=== Begin Enclosure ===
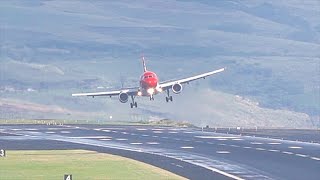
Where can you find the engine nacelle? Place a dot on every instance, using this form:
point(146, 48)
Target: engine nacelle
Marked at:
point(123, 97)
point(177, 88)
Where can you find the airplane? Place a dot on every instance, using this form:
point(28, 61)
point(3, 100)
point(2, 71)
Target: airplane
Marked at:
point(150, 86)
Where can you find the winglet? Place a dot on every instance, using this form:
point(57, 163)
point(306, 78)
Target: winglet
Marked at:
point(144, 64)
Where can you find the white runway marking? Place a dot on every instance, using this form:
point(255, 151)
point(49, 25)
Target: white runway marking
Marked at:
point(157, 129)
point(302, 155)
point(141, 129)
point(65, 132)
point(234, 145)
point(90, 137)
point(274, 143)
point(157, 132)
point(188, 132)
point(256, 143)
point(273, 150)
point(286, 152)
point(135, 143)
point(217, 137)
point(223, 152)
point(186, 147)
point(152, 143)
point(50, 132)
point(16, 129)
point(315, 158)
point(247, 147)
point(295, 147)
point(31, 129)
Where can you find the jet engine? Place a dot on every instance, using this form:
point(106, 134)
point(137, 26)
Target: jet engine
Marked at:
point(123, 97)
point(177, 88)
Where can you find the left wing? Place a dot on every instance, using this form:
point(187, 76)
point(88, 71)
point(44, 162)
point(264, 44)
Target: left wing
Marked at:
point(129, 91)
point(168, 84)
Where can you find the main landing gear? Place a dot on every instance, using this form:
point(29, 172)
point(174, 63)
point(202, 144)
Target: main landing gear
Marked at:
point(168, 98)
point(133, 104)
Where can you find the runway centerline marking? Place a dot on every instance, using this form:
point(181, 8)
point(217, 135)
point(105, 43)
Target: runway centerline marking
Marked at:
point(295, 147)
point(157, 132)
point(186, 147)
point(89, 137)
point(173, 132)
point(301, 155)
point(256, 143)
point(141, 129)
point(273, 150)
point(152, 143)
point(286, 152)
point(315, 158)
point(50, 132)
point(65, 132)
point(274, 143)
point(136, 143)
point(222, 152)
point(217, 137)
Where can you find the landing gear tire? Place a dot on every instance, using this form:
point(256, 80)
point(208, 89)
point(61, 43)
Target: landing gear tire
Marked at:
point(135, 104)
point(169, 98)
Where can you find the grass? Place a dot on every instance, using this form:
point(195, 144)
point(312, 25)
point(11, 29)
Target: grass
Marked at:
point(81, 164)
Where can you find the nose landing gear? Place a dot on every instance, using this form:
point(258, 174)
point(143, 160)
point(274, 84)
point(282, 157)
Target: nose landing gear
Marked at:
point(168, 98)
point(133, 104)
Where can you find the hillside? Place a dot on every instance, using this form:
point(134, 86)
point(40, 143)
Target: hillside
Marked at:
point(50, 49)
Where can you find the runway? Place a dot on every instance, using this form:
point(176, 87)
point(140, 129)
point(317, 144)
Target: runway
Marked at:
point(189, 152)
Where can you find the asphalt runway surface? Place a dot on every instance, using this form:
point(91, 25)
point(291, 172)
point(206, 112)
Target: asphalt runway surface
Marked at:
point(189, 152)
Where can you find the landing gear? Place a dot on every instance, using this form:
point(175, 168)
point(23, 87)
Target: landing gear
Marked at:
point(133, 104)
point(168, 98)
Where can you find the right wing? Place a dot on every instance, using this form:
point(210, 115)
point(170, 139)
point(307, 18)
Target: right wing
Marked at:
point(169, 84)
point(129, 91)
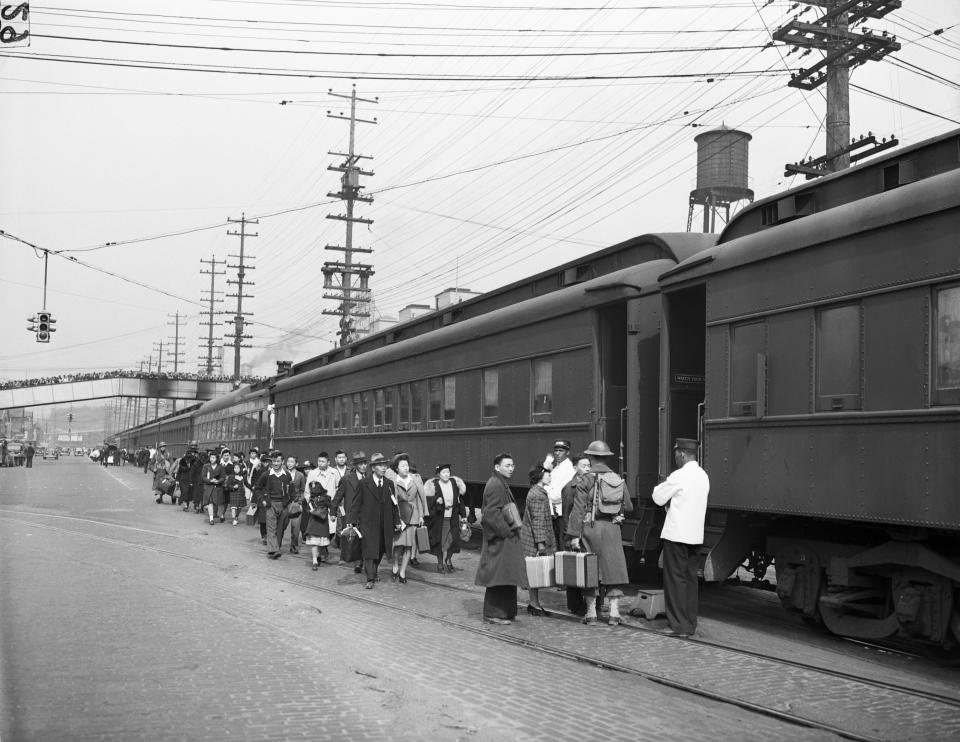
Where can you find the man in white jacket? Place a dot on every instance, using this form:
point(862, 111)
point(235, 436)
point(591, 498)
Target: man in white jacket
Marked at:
=== End Enclosure ===
=== Begin Enclosure ===
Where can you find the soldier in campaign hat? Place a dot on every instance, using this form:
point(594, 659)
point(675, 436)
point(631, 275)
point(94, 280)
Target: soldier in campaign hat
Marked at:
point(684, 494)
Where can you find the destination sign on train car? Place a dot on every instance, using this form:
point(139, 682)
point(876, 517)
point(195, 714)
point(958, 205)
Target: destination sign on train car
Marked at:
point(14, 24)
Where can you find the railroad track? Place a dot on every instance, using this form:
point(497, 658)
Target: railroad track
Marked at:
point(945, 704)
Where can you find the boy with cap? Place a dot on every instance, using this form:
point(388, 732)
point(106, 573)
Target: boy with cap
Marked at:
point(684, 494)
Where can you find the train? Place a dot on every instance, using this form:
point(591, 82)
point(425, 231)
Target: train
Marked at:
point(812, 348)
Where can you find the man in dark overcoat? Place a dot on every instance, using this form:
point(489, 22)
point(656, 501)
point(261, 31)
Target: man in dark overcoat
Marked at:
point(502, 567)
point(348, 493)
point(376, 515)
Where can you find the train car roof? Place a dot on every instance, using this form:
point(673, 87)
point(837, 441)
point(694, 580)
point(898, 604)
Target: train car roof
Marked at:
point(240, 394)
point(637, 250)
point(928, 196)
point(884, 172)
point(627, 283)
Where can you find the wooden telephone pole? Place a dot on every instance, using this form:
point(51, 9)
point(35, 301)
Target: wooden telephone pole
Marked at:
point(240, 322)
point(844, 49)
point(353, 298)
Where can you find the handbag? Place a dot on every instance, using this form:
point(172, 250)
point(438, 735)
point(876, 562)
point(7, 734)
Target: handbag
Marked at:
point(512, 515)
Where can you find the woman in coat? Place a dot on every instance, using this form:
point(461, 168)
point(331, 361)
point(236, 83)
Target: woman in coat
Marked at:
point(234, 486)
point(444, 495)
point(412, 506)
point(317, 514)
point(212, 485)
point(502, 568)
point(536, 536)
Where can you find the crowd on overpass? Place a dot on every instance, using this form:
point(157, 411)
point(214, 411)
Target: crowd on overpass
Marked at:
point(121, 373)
=== End Enclosure ===
# [WHAT TO PRODUCE]
Retype the entries above exactly, but only from the line containing "Where can you find the man in dark" through the line containing "point(694, 580)", both included.

# [SOLVED EXERCISE]
Where can you find the man in dark overcoat? Place a dot on every instance, using this form:
point(489, 22)
point(656, 501)
point(261, 31)
Target: man in dark overcoat
Marked at:
point(502, 567)
point(348, 493)
point(376, 515)
Where can you find the train car roof? Place a dot on every instance, using this form:
point(673, 87)
point(837, 441)
point(694, 580)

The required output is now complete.